**O que fazer**
**A.** No texto sobre a biografia de Graciliano, em que passagem se inspirou a necessidade de correlacionar peripécias, valores e sentimentos?
**B.** Retome o texto sobre a biografia de Graciliano e continue-o a partir da última frase apresentada.

**Texto de leitura**
'''

Sem cair na armadilha do biografismo, Moraes recompõe a emergência dessa complexa figura, reconstituindo no percurso dialético de seus diversos momentos alguns dilemas fundamentais de nossa formação histórica. “Temos um Graciliano sem retoques: duro, mas apaixonado; frio e áspero na superfície da fala e do gesto, mas ardente e sempre humano na fonte da vida pessoal”, diz na capa o professor Alfredo Bosi, que também encontrou na biografia o cruzamento de itinerários do homem capaz de refletir, como num jogo de espelhos, a somatória de vivências acumuladas: “a paixão pela palavra nele precedeu e acompanhou a opção política que, por sua vez, transcendeu (mas jamais renegou) a adesão partidária”.

Para o autor, remontar o quebra-cabeça de Graciliano assemelhou-se ao ofício de artesão, já que os fragmentos do passado precisavam ser pacientemente reunidos e dispostos com a máxima coerência possível, a despeito da pluralidade de suas significações.

A necessidade de correlacionar peripécias, valores e sentimentos foi inspirada em uma passagem do prólogo de Memórias do Cárcere. O escritor consciente, assinala Graciliano, não deve esquivar-se dos zigue-zagues e tumultos próprios de uma existência. “Esforcei-me para mirar o objeto sem perder de vista suas interfaces e imbricações, tratando de averiguar convicções, dúvidas, anseios, vicissitudes e triunfos a fim de estabelecer conexões com a esfera ficcional engendrada por ele. Nas tensões entre o homem, a atmosfera social e a criação literária recolhi pistas que me levassem às motivações familiares, afetivas, estéticas, ideológicas e políticas presentes em sua intervenção na realidade concreta”, completa Moraes. O resultado é uma história de projeções e influências, de paradoxos e contrastes, mas, sobretudo, de coerência na busca incessante do que é essencial à vida.

Trecho do livro

“Fico imaginando o que Graciliano acharia de ter sido biografado. Talvez fingisse desprezo por sua escolha. O que me leva a crer nisso? Uma declaração feita por ele, em novembro de 1937, em uma carta ao tradutor argentino Raúl Navarro, que lhe pedira um currículo sumário para anexar a um conto em vias de publicação em Buenos Aires.

'''

(Descrições de regiões em linguagem natural)
'''

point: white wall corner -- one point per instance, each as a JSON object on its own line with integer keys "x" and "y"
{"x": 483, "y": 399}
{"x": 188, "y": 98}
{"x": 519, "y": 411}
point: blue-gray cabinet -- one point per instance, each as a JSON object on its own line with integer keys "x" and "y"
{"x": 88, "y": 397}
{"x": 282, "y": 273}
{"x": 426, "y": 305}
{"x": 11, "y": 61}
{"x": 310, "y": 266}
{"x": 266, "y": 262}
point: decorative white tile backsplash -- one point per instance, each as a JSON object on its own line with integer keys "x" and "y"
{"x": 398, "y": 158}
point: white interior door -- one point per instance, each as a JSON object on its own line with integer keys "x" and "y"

'''

**Respostas das tarefas**
**A.** Em uma passagem do prólogo de Memórias do Cárcere.

**B.**
Os dados biográficos é que não posso arranjar, porque não tenho biografia. Nunca fui literato, até pouco tempo vivia na roça e negociava. Por infelicidade, virei prefeito no interior de Alagoas e escrevi uns relatórios que me desgraçaram. Veja o senhor como coisas aparentemente inofensivas inutilizam um cidadão. Depois que redigi esses infames relatórios, os jornais e o governo resolveram não me deixar em paz. Houve uma série de desastres: mudanças, intrigas, cargos públicos, hospital, coisas piores e três romances fabricados em situações horríveis – Caetés, publicado em 1933, S. Bernardo, em 1934, e Angústia, em 1936. Evidentemente, isso não dá para uma biografia. Que hei de fazer? Eu devia enfeitar-me com algumas mentiras, mas talvez seja melhor deixá-las para romances.”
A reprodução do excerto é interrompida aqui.